**Problem statement:**
Copy every line from the records below that carries the word "seat".

BEGIN Data provided

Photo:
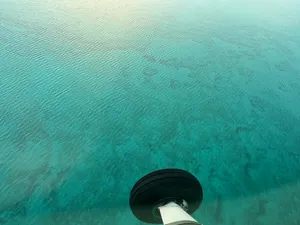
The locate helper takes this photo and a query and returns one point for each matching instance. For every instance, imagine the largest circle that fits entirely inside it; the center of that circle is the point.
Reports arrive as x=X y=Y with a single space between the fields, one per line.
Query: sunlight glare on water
x=96 y=94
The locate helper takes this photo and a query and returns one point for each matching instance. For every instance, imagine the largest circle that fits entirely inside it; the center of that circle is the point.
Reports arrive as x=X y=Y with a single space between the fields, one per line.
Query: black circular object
x=161 y=187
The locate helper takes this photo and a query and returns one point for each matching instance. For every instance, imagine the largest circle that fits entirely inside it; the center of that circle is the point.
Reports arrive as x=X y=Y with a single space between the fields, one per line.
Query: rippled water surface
x=95 y=94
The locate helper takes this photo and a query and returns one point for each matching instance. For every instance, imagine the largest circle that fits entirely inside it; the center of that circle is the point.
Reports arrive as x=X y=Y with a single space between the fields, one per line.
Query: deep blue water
x=95 y=94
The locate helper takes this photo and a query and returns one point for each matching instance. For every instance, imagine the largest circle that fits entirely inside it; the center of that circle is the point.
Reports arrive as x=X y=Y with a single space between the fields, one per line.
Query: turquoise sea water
x=95 y=94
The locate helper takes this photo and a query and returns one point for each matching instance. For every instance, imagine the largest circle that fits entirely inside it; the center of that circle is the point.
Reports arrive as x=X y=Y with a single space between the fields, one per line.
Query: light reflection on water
x=95 y=94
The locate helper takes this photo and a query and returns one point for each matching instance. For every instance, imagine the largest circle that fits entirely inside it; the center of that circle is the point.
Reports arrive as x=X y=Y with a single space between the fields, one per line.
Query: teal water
x=95 y=94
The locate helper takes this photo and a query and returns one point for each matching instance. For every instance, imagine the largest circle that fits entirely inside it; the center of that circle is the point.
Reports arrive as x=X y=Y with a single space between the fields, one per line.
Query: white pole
x=173 y=214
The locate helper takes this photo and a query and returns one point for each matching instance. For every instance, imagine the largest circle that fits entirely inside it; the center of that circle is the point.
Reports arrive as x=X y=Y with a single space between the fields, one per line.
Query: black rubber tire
x=163 y=186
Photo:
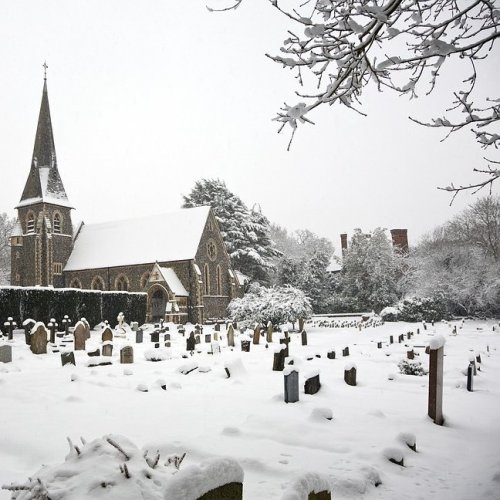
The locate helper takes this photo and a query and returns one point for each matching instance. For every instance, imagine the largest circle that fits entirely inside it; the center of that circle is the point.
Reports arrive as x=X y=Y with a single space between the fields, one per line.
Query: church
x=179 y=259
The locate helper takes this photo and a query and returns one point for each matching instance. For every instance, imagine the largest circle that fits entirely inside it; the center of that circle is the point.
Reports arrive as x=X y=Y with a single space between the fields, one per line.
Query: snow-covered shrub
x=411 y=367
x=422 y=309
x=389 y=314
x=277 y=305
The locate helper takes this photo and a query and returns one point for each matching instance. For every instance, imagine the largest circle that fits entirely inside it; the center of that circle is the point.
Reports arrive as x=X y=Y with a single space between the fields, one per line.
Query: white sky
x=149 y=96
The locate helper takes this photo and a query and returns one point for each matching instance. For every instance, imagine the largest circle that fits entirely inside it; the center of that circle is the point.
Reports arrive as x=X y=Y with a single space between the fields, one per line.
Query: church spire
x=44 y=183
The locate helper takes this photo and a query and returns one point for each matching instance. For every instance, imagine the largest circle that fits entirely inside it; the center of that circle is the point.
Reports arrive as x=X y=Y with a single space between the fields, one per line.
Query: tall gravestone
x=39 y=340
x=292 y=386
x=435 y=402
x=80 y=336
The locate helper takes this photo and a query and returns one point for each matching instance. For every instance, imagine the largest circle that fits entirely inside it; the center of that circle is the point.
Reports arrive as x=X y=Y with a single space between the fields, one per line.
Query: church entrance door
x=158 y=305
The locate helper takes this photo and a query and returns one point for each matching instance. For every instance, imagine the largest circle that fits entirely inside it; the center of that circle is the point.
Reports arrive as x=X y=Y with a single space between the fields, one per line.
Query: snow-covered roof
x=173 y=282
x=163 y=238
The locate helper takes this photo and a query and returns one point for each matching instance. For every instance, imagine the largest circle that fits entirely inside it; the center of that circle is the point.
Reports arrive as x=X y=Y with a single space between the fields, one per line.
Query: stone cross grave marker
x=107 y=335
x=5 y=353
x=435 y=402
x=80 y=336
x=312 y=385
x=291 y=386
x=127 y=355
x=68 y=358
x=39 y=340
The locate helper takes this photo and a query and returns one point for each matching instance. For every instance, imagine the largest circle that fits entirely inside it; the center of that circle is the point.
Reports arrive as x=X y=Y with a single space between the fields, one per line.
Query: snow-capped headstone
x=80 y=336
x=435 y=401
x=291 y=377
x=127 y=355
x=39 y=338
x=107 y=334
x=5 y=354
x=68 y=358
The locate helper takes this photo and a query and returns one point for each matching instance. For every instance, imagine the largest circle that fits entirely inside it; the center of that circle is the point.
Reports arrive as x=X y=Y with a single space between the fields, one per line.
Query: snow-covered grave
x=230 y=408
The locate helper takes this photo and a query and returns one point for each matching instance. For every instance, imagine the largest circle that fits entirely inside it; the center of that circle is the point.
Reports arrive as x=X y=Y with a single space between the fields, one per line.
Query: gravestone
x=127 y=355
x=303 y=336
x=68 y=358
x=269 y=332
x=312 y=385
x=230 y=335
x=5 y=354
x=191 y=342
x=435 y=403
x=256 y=334
x=350 y=375
x=292 y=387
x=107 y=335
x=139 y=336
x=279 y=360
x=107 y=348
x=470 y=377
x=80 y=336
x=39 y=340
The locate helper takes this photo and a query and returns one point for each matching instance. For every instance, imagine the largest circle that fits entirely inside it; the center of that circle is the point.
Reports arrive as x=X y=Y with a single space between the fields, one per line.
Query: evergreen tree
x=246 y=233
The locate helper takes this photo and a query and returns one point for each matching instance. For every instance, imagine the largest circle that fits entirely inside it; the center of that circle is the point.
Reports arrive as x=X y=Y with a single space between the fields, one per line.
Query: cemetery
x=341 y=408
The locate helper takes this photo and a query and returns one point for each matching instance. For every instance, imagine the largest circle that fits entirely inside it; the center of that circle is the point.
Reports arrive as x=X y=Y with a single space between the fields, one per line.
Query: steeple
x=44 y=183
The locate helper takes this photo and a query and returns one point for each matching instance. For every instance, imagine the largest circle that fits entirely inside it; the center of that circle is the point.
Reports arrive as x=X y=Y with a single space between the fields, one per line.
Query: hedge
x=42 y=304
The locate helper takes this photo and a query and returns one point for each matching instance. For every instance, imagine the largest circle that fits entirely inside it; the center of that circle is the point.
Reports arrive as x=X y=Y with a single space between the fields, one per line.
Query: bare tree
x=401 y=45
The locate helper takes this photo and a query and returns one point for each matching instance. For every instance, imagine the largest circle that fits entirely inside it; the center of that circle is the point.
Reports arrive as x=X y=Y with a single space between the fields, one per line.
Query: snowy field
x=207 y=415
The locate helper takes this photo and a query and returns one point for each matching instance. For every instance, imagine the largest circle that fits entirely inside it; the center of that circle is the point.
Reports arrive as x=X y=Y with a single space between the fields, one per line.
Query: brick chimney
x=343 y=243
x=400 y=239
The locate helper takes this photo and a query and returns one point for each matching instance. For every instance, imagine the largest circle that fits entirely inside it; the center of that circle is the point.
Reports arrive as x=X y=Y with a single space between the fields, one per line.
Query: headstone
x=5 y=354
x=303 y=336
x=39 y=340
x=107 y=348
x=127 y=355
x=435 y=403
x=256 y=334
x=80 y=336
x=350 y=375
x=292 y=387
x=230 y=335
x=470 y=377
x=107 y=334
x=139 y=336
x=191 y=342
x=68 y=358
x=312 y=385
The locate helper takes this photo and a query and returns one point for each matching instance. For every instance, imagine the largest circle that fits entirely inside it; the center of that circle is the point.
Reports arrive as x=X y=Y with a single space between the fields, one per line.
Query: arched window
x=30 y=223
x=206 y=278
x=97 y=283
x=57 y=223
x=144 y=279
x=219 y=280
x=75 y=283
x=121 y=283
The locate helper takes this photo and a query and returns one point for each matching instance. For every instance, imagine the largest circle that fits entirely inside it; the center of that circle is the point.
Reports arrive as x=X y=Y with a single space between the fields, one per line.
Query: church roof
x=164 y=238
x=44 y=183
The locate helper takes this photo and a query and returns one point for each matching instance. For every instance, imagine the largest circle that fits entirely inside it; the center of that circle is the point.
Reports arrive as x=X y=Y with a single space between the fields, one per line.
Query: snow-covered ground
x=208 y=415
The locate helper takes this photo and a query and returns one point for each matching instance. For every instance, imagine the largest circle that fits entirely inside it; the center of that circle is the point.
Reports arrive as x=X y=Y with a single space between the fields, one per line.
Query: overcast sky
x=149 y=96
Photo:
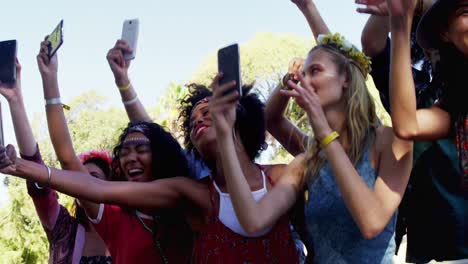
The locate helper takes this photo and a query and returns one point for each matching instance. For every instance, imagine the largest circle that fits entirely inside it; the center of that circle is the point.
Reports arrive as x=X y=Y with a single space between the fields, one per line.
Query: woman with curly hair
x=206 y=204
x=71 y=237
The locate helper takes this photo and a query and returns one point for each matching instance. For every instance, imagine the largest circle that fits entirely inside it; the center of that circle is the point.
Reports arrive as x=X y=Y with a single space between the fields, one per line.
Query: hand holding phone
x=7 y=61
x=55 y=39
x=130 y=35
x=229 y=65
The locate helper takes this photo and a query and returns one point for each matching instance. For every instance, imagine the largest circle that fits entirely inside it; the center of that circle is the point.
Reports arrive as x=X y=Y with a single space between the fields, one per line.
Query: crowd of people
x=354 y=188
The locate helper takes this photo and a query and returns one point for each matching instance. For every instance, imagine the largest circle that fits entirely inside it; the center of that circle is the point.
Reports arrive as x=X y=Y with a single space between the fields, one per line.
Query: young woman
x=443 y=30
x=71 y=239
x=354 y=182
x=206 y=204
x=132 y=236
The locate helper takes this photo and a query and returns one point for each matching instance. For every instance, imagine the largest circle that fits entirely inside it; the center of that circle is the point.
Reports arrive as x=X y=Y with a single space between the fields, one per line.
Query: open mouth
x=135 y=174
x=199 y=131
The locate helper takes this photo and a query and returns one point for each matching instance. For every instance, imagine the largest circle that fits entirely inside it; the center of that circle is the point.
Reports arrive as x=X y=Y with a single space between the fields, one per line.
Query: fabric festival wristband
x=125 y=87
x=55 y=101
x=49 y=175
x=328 y=139
x=131 y=101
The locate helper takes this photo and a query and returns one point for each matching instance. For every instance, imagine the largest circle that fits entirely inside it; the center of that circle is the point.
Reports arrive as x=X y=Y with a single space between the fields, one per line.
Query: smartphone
x=7 y=61
x=55 y=39
x=130 y=34
x=229 y=65
x=2 y=140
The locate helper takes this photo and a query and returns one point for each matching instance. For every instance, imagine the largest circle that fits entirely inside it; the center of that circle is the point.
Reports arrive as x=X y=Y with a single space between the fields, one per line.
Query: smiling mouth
x=199 y=131
x=135 y=174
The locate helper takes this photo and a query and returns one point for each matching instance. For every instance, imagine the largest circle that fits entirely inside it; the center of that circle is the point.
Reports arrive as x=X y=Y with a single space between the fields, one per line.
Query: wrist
x=323 y=133
x=14 y=100
x=49 y=75
x=401 y=24
x=122 y=82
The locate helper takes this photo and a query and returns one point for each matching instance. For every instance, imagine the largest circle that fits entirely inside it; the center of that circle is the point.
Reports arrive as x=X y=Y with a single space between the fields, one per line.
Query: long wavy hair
x=361 y=118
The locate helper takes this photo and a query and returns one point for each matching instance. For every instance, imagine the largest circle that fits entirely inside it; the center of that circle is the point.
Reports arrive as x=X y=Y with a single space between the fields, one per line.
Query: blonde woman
x=355 y=171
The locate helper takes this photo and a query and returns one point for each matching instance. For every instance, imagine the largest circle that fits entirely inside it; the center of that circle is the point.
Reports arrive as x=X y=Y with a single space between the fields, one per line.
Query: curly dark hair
x=168 y=161
x=250 y=118
x=168 y=157
x=451 y=76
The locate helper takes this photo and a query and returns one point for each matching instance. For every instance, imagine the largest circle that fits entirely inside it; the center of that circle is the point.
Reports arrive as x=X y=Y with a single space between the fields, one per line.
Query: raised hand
x=395 y=7
x=119 y=66
x=302 y=4
x=47 y=67
x=12 y=91
x=7 y=160
x=222 y=106
x=306 y=97
x=380 y=9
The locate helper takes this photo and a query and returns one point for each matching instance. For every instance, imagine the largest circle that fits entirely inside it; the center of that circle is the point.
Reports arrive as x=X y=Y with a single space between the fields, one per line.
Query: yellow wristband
x=328 y=139
x=125 y=87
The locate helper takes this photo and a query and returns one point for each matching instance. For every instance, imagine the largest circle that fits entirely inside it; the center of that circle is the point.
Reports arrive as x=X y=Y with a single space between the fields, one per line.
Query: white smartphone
x=130 y=34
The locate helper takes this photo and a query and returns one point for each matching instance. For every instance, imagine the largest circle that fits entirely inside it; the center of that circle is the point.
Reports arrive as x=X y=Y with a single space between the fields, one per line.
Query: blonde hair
x=361 y=118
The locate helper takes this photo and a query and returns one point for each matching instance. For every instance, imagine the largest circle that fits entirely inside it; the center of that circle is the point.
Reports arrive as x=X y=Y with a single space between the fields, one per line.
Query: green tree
x=264 y=60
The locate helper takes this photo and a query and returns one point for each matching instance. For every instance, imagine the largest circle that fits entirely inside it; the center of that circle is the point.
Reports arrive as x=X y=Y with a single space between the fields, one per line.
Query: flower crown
x=346 y=48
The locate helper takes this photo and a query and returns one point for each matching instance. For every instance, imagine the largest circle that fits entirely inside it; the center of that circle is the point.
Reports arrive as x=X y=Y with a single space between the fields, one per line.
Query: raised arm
x=45 y=200
x=58 y=129
x=409 y=123
x=253 y=216
x=374 y=35
x=370 y=208
x=119 y=67
x=313 y=17
x=23 y=132
x=163 y=193
x=283 y=130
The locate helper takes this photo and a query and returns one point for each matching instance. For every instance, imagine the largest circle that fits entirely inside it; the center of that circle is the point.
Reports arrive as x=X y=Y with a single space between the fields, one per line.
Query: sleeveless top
x=228 y=216
x=216 y=243
x=330 y=228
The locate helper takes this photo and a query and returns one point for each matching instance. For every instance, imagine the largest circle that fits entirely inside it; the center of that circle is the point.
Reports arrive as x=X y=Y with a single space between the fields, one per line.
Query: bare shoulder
x=388 y=142
x=292 y=172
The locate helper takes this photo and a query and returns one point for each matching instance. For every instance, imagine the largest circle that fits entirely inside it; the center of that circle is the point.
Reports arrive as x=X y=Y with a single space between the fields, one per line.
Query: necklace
x=155 y=239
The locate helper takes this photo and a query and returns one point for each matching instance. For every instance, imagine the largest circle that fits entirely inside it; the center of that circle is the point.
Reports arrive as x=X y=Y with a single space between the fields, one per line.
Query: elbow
x=371 y=230
x=405 y=133
x=368 y=47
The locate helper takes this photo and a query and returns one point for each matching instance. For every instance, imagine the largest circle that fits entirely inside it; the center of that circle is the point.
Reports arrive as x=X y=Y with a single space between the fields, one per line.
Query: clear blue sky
x=175 y=36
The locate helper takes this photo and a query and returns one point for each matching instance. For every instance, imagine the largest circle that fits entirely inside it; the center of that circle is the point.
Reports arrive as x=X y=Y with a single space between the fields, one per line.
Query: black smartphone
x=7 y=61
x=229 y=65
x=55 y=39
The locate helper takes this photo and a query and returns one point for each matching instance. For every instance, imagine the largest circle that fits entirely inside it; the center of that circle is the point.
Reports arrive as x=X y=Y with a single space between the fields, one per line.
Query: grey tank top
x=331 y=230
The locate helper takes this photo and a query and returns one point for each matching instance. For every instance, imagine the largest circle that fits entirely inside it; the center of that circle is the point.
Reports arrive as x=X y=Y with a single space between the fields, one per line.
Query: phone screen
x=2 y=141
x=7 y=61
x=55 y=39
x=229 y=65
x=130 y=35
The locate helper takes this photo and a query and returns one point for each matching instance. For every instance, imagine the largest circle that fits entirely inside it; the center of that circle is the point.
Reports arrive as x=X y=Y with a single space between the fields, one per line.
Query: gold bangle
x=125 y=87
x=328 y=139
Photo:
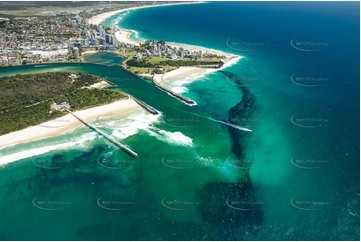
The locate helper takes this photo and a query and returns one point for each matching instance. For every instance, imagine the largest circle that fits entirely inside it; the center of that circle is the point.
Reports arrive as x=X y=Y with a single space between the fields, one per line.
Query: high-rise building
x=93 y=41
x=111 y=39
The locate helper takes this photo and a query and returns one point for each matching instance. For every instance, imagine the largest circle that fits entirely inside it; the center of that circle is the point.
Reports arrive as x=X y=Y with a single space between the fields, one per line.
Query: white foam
x=130 y=126
x=177 y=85
x=79 y=143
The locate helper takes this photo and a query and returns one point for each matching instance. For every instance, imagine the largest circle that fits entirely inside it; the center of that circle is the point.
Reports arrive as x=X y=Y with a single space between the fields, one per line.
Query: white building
x=76 y=52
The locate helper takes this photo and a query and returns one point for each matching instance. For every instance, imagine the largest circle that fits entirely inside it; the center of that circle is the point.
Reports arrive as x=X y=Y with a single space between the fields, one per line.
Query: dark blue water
x=302 y=65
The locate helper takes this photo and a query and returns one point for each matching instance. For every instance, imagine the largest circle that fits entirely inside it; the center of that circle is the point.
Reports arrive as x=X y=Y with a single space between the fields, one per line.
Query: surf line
x=218 y=121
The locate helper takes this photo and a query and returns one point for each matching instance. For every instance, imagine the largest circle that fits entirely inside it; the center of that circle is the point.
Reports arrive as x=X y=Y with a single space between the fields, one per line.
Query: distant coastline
x=124 y=36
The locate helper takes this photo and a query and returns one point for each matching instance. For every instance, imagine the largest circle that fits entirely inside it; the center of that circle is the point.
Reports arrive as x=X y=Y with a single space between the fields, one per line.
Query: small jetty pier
x=109 y=138
x=185 y=100
x=145 y=106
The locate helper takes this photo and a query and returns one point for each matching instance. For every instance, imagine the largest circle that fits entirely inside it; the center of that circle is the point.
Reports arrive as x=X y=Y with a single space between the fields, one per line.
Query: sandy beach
x=186 y=71
x=97 y=19
x=67 y=123
x=178 y=73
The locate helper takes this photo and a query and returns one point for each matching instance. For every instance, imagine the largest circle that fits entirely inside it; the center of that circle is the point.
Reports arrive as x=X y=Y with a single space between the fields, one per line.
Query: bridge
x=108 y=137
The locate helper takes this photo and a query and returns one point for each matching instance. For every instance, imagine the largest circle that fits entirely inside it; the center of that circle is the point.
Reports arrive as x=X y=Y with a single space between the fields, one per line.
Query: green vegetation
x=25 y=99
x=160 y=62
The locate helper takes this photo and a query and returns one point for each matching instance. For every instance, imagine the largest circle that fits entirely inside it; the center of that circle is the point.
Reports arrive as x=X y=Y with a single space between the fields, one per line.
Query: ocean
x=295 y=177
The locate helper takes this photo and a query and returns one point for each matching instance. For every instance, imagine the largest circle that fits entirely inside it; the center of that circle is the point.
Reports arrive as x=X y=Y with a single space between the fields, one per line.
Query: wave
x=81 y=142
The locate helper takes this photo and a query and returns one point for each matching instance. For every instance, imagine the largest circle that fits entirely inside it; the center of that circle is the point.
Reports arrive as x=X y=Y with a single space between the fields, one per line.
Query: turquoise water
x=295 y=177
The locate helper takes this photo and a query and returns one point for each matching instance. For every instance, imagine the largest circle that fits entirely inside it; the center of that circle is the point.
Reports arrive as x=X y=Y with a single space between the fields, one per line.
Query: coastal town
x=64 y=36
x=67 y=36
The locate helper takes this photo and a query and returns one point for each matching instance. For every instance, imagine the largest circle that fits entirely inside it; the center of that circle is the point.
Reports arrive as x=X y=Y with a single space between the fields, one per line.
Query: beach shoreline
x=67 y=123
x=124 y=35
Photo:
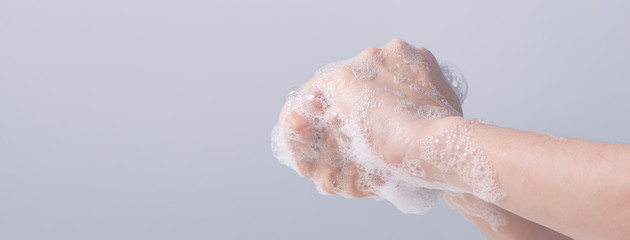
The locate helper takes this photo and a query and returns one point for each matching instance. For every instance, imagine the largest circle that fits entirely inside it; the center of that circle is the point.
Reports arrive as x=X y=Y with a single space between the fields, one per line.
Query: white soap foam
x=474 y=207
x=347 y=122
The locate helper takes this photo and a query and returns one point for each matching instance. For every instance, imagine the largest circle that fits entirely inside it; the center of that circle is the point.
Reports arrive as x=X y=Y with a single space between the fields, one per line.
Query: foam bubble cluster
x=337 y=128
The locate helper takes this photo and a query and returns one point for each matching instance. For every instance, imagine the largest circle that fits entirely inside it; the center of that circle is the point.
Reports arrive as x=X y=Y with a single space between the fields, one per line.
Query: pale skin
x=556 y=188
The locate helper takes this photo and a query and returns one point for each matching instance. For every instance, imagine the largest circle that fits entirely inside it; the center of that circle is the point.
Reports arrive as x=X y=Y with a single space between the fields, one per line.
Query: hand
x=355 y=121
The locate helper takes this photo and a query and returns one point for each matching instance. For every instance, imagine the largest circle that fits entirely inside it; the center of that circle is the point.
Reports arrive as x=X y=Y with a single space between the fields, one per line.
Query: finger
x=301 y=134
x=352 y=182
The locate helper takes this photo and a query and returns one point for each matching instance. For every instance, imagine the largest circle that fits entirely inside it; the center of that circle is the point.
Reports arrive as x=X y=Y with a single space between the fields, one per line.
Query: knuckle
x=371 y=51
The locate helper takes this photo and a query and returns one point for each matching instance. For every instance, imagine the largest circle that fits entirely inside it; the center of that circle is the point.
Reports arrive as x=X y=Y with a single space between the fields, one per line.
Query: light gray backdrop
x=151 y=119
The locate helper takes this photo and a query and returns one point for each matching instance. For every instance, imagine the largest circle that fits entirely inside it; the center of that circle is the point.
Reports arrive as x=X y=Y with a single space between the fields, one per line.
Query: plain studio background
x=152 y=119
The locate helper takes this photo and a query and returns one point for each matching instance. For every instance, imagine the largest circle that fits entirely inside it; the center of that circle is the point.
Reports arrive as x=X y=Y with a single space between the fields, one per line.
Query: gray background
x=151 y=119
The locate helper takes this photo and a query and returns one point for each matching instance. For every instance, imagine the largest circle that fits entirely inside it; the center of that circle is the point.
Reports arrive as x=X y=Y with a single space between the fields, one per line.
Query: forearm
x=495 y=222
x=579 y=188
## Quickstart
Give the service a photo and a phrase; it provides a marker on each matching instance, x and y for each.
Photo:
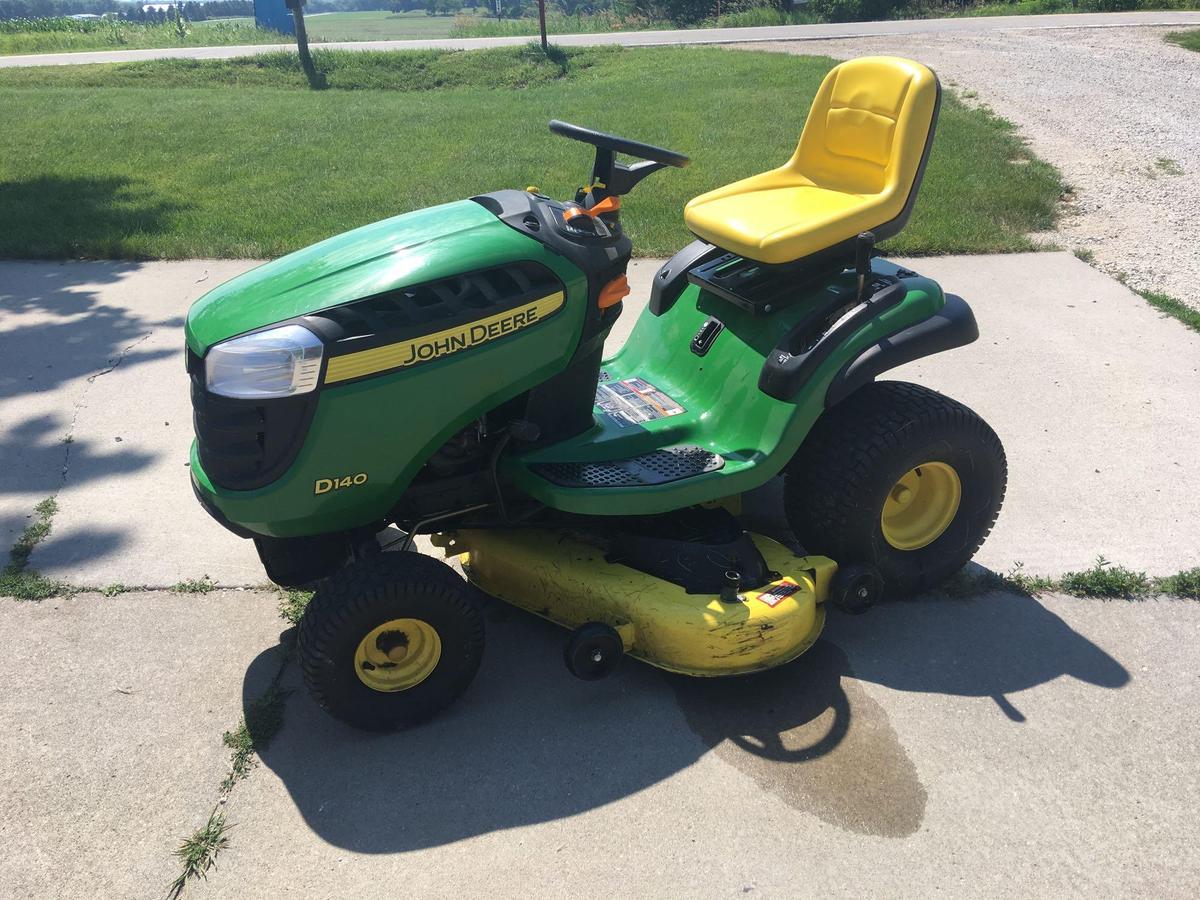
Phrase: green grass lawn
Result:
(237, 159)
(1191, 40)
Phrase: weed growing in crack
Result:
(1186, 583)
(1107, 580)
(293, 604)
(197, 586)
(18, 580)
(198, 853)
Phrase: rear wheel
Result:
(390, 641)
(900, 478)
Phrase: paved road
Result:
(645, 39)
(1099, 430)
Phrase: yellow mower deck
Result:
(562, 577)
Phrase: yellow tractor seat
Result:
(857, 168)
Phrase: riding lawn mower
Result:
(443, 373)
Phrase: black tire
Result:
(361, 598)
(837, 484)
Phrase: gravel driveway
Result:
(1117, 111)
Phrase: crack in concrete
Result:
(69, 438)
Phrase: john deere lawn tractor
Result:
(443, 372)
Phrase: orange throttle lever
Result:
(609, 204)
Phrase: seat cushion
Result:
(778, 222)
(856, 168)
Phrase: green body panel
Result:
(387, 426)
(725, 411)
(405, 250)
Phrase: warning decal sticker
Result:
(779, 593)
(633, 401)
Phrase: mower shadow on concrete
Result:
(57, 336)
(531, 744)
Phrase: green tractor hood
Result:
(405, 250)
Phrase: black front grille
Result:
(658, 467)
(246, 443)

END Data provided

**Response to the exercise:**
Phrase: yellow tractor seat
Phrase: seat cushion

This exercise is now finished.